Dataset entries:
--- Begin ---

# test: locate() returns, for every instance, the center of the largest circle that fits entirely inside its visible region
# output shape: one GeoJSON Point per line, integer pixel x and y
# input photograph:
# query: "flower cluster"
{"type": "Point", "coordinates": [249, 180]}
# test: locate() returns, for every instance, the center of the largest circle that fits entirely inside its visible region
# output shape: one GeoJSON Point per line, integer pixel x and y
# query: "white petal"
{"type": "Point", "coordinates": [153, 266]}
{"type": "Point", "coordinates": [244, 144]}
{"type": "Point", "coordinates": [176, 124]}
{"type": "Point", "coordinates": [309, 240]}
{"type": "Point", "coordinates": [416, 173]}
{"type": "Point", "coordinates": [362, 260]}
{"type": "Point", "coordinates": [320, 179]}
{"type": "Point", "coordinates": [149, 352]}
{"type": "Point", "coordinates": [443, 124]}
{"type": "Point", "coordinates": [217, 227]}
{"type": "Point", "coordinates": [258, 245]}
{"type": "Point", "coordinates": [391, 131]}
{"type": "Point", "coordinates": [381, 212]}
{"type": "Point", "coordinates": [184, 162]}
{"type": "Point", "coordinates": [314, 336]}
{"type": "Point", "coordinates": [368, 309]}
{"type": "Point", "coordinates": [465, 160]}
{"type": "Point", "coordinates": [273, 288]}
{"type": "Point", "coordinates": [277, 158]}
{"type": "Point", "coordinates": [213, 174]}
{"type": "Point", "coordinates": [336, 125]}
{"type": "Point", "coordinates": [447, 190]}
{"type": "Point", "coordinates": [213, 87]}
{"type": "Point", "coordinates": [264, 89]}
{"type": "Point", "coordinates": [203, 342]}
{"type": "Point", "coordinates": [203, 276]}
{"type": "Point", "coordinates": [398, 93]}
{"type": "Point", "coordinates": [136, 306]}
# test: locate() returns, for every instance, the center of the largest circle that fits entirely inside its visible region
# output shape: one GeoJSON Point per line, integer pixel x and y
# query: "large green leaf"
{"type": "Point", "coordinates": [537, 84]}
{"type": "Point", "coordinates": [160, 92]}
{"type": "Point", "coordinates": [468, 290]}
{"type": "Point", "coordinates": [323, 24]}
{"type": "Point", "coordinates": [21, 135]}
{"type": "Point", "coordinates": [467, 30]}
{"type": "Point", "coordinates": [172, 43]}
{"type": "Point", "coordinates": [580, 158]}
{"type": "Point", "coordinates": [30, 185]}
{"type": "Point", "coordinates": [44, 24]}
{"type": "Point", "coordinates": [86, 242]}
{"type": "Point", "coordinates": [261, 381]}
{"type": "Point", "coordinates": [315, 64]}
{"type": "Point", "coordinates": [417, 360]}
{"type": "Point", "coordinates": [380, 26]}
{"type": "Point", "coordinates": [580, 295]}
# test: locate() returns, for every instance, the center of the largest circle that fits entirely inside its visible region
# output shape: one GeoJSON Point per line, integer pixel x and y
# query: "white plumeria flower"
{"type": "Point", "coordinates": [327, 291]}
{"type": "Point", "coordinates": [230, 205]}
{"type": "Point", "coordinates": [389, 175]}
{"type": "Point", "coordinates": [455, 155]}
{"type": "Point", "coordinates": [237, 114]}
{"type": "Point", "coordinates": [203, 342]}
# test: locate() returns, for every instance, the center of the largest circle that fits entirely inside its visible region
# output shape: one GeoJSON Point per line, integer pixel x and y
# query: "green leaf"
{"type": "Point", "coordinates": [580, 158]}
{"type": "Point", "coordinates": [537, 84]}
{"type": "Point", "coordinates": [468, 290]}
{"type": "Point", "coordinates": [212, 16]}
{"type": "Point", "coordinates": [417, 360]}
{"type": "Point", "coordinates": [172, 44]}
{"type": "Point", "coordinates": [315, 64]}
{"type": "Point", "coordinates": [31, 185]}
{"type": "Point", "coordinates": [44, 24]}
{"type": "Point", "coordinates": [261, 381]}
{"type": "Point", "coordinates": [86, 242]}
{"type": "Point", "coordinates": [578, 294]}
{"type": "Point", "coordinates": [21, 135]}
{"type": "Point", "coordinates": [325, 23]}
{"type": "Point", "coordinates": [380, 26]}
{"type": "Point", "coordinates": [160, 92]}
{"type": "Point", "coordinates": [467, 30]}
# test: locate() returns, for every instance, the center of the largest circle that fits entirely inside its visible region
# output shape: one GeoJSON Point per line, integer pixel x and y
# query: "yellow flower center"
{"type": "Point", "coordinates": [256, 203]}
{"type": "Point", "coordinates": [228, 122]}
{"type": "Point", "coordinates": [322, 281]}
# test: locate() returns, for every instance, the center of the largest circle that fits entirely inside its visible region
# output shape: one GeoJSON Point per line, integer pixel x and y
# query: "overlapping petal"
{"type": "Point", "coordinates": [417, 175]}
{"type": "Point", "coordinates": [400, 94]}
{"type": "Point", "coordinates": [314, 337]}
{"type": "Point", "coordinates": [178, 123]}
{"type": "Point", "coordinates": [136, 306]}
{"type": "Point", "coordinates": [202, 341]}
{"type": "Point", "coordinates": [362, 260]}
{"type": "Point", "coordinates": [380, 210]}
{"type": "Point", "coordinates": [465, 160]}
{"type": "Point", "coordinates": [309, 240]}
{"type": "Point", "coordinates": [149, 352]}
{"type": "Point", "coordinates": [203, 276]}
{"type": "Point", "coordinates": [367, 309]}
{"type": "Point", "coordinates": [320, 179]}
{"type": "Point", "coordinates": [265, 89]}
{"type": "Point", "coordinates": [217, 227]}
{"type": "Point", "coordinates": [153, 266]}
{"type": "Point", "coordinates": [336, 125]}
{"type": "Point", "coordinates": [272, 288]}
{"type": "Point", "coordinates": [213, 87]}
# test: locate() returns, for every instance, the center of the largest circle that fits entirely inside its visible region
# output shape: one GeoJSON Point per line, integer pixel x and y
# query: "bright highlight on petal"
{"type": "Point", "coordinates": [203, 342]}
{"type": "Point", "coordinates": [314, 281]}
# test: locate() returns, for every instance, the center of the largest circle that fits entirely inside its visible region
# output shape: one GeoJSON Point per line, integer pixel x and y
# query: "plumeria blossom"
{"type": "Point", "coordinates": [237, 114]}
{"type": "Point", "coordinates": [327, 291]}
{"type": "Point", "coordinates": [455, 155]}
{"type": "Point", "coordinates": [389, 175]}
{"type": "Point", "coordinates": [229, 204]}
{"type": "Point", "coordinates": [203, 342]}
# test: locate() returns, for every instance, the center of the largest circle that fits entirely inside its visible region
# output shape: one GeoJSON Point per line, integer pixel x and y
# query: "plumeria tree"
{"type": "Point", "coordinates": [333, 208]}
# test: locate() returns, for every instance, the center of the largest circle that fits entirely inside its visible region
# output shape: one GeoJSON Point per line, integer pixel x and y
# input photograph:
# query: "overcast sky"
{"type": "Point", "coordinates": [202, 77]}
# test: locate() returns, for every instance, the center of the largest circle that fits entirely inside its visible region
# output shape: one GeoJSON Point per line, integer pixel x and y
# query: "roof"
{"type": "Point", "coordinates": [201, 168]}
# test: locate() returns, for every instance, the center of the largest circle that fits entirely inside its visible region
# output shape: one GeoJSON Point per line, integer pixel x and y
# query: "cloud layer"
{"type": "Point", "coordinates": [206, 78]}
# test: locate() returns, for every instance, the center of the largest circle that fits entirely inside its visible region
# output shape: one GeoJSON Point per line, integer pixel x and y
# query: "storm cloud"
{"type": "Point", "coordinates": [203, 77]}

--- End ---
--- Begin ---

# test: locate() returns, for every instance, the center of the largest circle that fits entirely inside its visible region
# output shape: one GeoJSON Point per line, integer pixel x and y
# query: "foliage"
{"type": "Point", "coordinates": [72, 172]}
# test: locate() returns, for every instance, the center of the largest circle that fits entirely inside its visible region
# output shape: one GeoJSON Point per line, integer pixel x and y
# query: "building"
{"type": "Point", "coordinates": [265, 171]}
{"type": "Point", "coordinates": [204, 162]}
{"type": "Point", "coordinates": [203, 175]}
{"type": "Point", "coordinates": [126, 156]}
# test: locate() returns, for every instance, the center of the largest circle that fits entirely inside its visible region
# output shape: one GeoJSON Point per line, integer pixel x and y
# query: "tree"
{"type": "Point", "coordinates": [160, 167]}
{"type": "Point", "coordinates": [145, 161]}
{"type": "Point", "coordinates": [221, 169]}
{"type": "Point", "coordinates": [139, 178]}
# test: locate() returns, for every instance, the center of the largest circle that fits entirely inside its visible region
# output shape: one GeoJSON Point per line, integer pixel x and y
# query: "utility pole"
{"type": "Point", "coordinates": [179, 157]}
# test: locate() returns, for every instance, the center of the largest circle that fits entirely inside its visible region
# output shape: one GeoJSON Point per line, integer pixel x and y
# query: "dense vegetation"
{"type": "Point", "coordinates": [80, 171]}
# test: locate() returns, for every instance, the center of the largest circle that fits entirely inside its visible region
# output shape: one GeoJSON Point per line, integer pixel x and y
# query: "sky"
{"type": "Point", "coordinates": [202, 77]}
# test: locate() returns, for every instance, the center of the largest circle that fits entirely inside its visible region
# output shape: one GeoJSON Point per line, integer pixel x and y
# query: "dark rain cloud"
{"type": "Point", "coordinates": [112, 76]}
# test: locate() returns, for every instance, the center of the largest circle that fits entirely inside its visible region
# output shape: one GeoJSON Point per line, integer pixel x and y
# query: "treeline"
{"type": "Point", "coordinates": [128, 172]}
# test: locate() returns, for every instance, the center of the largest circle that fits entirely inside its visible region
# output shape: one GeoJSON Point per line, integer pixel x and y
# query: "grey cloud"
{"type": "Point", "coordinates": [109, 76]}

--- End ---

Show every line of the entries above that contains the string "cloud", treating uppercase and lowercase as different.

**ANSWER TO THE TASK:**
# query: "cloud layer"
# query: "storm cloud"
# query: "dark rain cloud"
# query: "grey cloud"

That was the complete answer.